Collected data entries
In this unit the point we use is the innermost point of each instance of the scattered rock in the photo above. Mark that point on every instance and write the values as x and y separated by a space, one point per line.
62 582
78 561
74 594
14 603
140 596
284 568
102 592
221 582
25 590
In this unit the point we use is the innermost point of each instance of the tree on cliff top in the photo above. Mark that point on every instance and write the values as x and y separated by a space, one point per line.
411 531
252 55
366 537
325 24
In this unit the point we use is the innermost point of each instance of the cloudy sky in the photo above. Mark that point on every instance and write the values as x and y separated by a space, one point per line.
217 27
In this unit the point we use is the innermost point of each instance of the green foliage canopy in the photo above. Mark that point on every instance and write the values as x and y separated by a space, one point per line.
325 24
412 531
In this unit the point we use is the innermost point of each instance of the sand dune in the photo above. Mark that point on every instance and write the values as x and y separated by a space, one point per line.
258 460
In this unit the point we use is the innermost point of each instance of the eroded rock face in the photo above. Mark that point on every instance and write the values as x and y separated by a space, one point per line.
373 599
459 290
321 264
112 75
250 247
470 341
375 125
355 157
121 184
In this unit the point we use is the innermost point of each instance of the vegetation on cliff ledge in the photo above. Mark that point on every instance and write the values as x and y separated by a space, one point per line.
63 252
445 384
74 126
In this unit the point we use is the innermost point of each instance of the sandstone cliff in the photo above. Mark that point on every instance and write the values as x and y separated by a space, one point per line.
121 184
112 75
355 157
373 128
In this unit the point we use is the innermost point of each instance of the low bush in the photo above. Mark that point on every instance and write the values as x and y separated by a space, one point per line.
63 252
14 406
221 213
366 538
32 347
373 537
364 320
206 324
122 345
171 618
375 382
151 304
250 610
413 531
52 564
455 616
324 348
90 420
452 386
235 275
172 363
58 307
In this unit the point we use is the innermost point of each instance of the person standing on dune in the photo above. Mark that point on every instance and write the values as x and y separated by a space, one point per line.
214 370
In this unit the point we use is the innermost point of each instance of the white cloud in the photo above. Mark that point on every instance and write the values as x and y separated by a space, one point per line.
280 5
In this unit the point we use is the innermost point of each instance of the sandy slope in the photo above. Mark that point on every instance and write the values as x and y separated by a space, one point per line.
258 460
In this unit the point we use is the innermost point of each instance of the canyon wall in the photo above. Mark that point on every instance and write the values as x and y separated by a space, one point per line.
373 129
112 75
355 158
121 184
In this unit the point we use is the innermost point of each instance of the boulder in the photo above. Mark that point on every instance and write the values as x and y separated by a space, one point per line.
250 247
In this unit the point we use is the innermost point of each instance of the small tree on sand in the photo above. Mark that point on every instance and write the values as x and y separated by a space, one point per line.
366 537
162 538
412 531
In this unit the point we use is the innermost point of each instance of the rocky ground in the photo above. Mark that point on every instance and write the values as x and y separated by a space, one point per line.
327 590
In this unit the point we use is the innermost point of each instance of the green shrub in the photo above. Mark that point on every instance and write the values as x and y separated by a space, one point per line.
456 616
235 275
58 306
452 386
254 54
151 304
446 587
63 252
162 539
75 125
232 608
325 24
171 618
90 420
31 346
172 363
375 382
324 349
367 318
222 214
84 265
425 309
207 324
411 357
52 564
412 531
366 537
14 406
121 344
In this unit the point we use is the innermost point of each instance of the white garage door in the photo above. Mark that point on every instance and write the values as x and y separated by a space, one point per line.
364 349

■ **Work instruction**:
The full set of entries, copied exactly, is the expected answer.

■ **Exercise output**:
In this unit the point we use is the innermost point of each instance of the scattered rock in the photo above. Mark that point on every instance and write the values as x and y separated by a space, one point per line.
62 582
78 561
74 594
14 603
140 596
284 568
102 592
221 582
25 590
In this unit the point we use is the innermost point of each instance of the tree on cliff top in the photo above. Mark that point on every instance and write the values as x and y separated by a space, one point per line.
411 531
252 55
366 537
325 24
In this unit the point we use is the innermost point of each instance of the cloudy sky in the photo above. Mark that point on every instance and write the values as x and y separated by a space, one point per line.
217 27
In this unit the point we use is the innermost point of each instance of the green foliage canopy in the photo above. Mark that point on every instance and write the values as x and y separated by a space, one point per line.
325 24
412 531
In this unit the point we use is the innermost point of each instance of the sand dune in the photo above. Mark that point on every instance and write the values as x and y separated by a space, one point per line.
258 460
In this unit the point we use is the innermost point of each instance of the eroded rock face in the photo above. Mark that point on every instance and write the values as x and y separated by a space, one point per line.
373 599
459 290
321 264
112 75
250 247
470 341
375 125
355 157
121 184
In this unit the point we use is the innermost point of each instance of the vegetation on cliff ledge in the photo above. Mark that point on every instance and write the values as x and y separated by a space, one point per line.
63 252
445 384
74 126
In this unit the point we use is the innermost point of each instance of the sandstone cliff in the photo above. Mark that point on every instance and write the values as x and y separated by a space, one point per line.
121 184
112 75
355 157
373 128
In this unit the point we use is the innermost point of each instance of the low bush in the photo above. Mark that point on every instance and write the values as x and y separated by a space, one point per line.
63 252
14 406
221 213
366 538
32 347
373 537
364 320
206 324
122 345
171 618
375 382
151 304
250 610
413 531
52 564
455 616
324 348
90 420
452 386
235 275
172 363
58 307
In this unit the point we use is the innermost point of each instance of the person standing on dune in the photo above. Mark that point on every instance and write the values as x and y separated by a space, one point per line.
214 370
In this unit the point we use is the innermost point of each instance of the white cloud in the photo above. Mark that point on every instance and write the values as x and y separated by a space, one point per line.
280 5
In this unit the point we use is the innermost point of each instance of the sandy slope in the photo above. Mark that point on every instance and write the values as x and y separated by a space, one point per line.
258 460
In this unit the point we use is the innermost point of each instance of the canyon wall in the photo above. Mark that point on every instance and write the values as x and y separated by a space, one point per line.
373 129
112 75
355 158
121 184
In this unit the point we use is the innermost point of each instance of the boulder in the photo above. Mark that point on every instance and write the values as x and y separated by a space, one point per line.
250 247
In this unit the point we use is the innermost point of each instance of the small tree on sand in the photo above. Mark that point on every instance and write the values as x and y separated by a space, one point per line.
366 537
162 538
412 531
In this unit the point we use is the innermost point of each instance of the rocky ground in the photo above. Mark that point on every instance and write the values as x and y separated by a space, one point per line.
327 590
In this unit the point we use is the innermost point of each instance of the green shrub in the photo above. Mark that point on every instance and write the values as x and y separated by a space, one point per line.
456 616
235 275
58 306
452 386
254 54
151 304
446 587
63 252
162 539
75 125
232 608
325 24
171 618
90 420
31 346
172 363
375 382
324 349
367 318
222 214
84 265
425 309
207 324
411 357
52 564
412 531
366 537
14 406
121 344
In this unit the point we use is the innermost point of each instance of the white garage door in the photo above. Mark that point on every instance and write the values as x and y separated by a space, one point per line.
364 349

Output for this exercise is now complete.